■ Texte extrait
----

Félix BONGO, quadra, intelligent, courageux, volontaire, homme du sérail, Ex-directeur de la dépense au Trésor public, Ex-Patron de la société "ING Consulting". Accusé en 2006, de malversations financières dans l’affaire concernant l'achat de fourgons blindés commandés par le Trésor public et dont sa société avait obtenu le marché. Face à ce qui apparaîtra pour lui comme étant une justice aveugle et inique, pour sa sécurité, il choisira l’exile vers France début 2008. Sous le coup d’un mandat d’arrêt international lancé par la justice gabonaise, Félix Bongo sera interpellé et jugé en mars 2009 par la cour d’appel de Versailles, près de Paris. Relaxé, il vit désormais en France, avec le statut de réfugié politique. En tant citoyen engagé, il est devenu une "figure majeure" de l'opposition Gabonaise en France.
“ L’homme privé
AM DWORACZEK-BENDOME - Question : Monsieur Félix Bongo, Bonjour. Présentez-vous en quelques mots
Félix Bongo : Je suis né au Gabon, ma famille est originaire de la province du Haut Ogooué, au Sud-Est de la République Gabonaise. Je suis l’aîné du couple Martin Bongo et de Feu Marie Claire BONGO, ex- haut fonctionnaire, ancien ministre des Affaires étrangères. Je suis venu en France à l’âge de 9 ans, placé dans un internant, et "j'y ai suivi une partie ma scolarité". Nonobstant les haines tenaces que me vouent certains membres éminents de la Famille "BONGO ONDIMBA". J’ai survécu aux différentes "tentatives de torpillage" de ma vie.
“ Parcours
Monsieur Félix Bongo parlons un peu de votre parcours. Pouvez-vous nous relater quelles étapes de votre vie professionnelle ?
Félix Bongo : C’est simple et limpide, madame. Durant ma dernière année d'étude au Canada, et en rentrant au Gabon, j'ai mené un projet dans les Télécom. Peu de gens le savent. Le pays dans lequel nous menions ce projet était le seul à avoir voté les lois libéralisant ce monopole d’Etat. Notamment dans le secteur des services dit à valeur ajoutée. Nous étions bien placés, on finissait de boucler les études puis patraque, une guerre , etc... Pour toutes ces raisons, le projet n’a pas pu voir le jour.
“ L'entrée dans l’administration au Gabon
Alors, votre projet s’arrête dans un pays voisin. Pouvez nous dire comment vous vous êtes retrouvé par la suite dans l’administration ?

----

■ Extrait de données
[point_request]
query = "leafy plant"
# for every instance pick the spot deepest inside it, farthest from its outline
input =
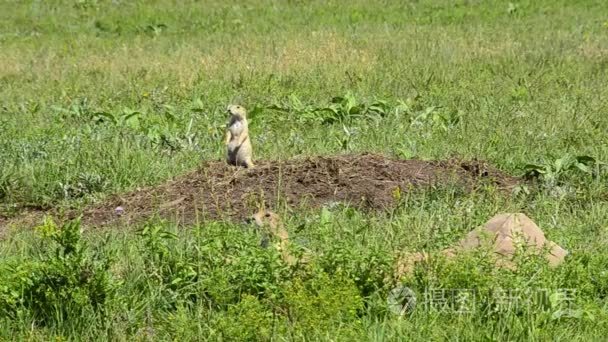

----

■ Exercice
Rédigez la suite de l'entretien avec Félix Bongo à partir de sa dernière phrase. Le matériel joint est indépendant de l'entretien avec Félix Bongo.

■ Corrigé
Félix Bongo : Je suis entrée au « Trésor public » sur les conseils d’un ami et avec l’aide du président Bongo Ondimba lui-même. Je me demande si l’initiative ne venait pas de lui, car un jour, je le rencontre et il me dit : tu as fait des études économiques et financières, pourquoi tu ne vas pas travailler là-bas. J’ai passé huit ans et j’ai démissionné pour trois raisons :
1- j’avais fait le tour de cette fonction et je voulais faire autre chose,
2- à ce poste-là, on ne pouvait pas être significatif dans le choix des orientations de l’Etat, on les subissait plutôt.
3- dernier point qui m'a conforté dans la décision de partir venait du clan "Bongo Ondimba" : il y avait trop d'histoires et des pressions de toutes parts.
Tout le monde a dans la tête que la bonne fortune des uns et des autres ne vient et ne viendra que de la fonction publique. Or, les postulants croient exponentiellement et le nombre des postes sont figés. Pour être clair : il n’y aura qu’un seul directeur d des douanes, des imports, etc, etc… Je suis parti. Pour info : je suis le premier à jusqu’à ce jour avoir démissionné du trésor.
“Business au Gabon
Après votre départ du trésor, vous retournez à votre passion première « l’entrepreneuriat ». Comment c’est passé ce retour ?
Félix Bongo : A l’époque, pour commencer cette nouvelle étape de ma vie, il me faut un lieu, le fils de Mr. Mehdi Teale, qui est décédé malheureusement me loue un bureau. Et là, je repars à zéro. J’engage deux à trois personnes.
Les affaires marchent bien, quatre mois après mon installation dans cet immeuble, ma société "ING Consulting" occupait les trois dernières étages de ce lieu. J’avais sept sociétés organisées autour d’une « holding ». j’étais conseillé avec par la société Deloitte. Pour que chacun comprenne, Madame Madeleine Berre, aujourd’hui, présidence de la Confédération patronale gabonaise (CPG), était l’une de nos conseillers juridiques. Et en dehors des propres entreprises, j’étais aussi engagé par une multinationale Américaine pour diriger l’engineering de leur projet sur l’Afrique. C’est moi qui aie fait venir SINOPEC au Gabon et bien d'autres encore.
“ Brièvement l’affaire « fourgons blindés
Sans entrée dans les détails et les méandres de ce dossier, pouvez dire quelques mots sur cette affaire ?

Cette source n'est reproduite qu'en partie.